* [TEXT TO READ]:
──────────────────────────────
A number of really beautiful, small paintings and one sculpture were made between 1955 and 1961.

Image: Belson drawings at Eugene Binder / Kendra Jones

 

While he was best known for making films, Belson also created a significant body of two-dimensional works throughout the later half of the twentieth century.  These paintings, drawings, and objects reflect his consuming interest in sacred art, cosmology, and his lifelong engagement with eastern philosophies.

Working at the Morrison Planetarium in San Francisco from 1957 to 1959, Belson created flowing, pulsing visual experiences that dissolved the boundary between inner and outer space. His films like Allures and Phenomena used interference patterns, optical effects, and kaleidoscope projectors to generate imagery that felt simultaneously microscopic and galactic. His dome projections prefigured 360-degree visual environments.

It was a pleasure to see these drawings at Eugene Binder: the first ever solo exhibition of his visual art works.
──────────────────────────────
* [TASK TO COMPLETE]: Repeat the passage on Belson's art word for word, from "While he was" to "with eastern philosophies.", inclusive.

[Source records]
──────────────────────────────
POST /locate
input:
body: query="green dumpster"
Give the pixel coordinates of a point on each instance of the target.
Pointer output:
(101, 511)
──────────────────────────────
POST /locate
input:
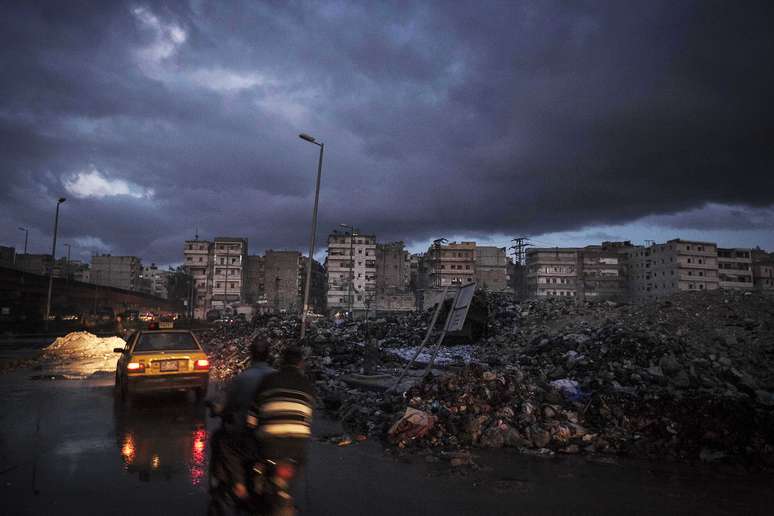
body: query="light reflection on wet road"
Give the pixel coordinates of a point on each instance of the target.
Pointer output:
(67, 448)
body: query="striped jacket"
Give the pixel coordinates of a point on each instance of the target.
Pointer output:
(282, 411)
──────────────────────────────
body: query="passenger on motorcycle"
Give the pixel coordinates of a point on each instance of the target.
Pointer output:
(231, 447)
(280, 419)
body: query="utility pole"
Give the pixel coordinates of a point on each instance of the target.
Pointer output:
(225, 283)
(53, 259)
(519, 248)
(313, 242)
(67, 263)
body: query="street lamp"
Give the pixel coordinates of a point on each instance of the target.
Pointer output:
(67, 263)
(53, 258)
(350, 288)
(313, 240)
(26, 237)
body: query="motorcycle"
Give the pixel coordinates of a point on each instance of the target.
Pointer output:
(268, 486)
──────────────────────────────
* [COMPLETE ANSWER]:
While he was best known for making films, Belson also created a significant body of two-dimensional works throughout the later half of the twentieth century.  These paintings, drawings, and objects reflect his consuming interest in sacred art, cosmology, and his lifelong engagement with eastern philosophies.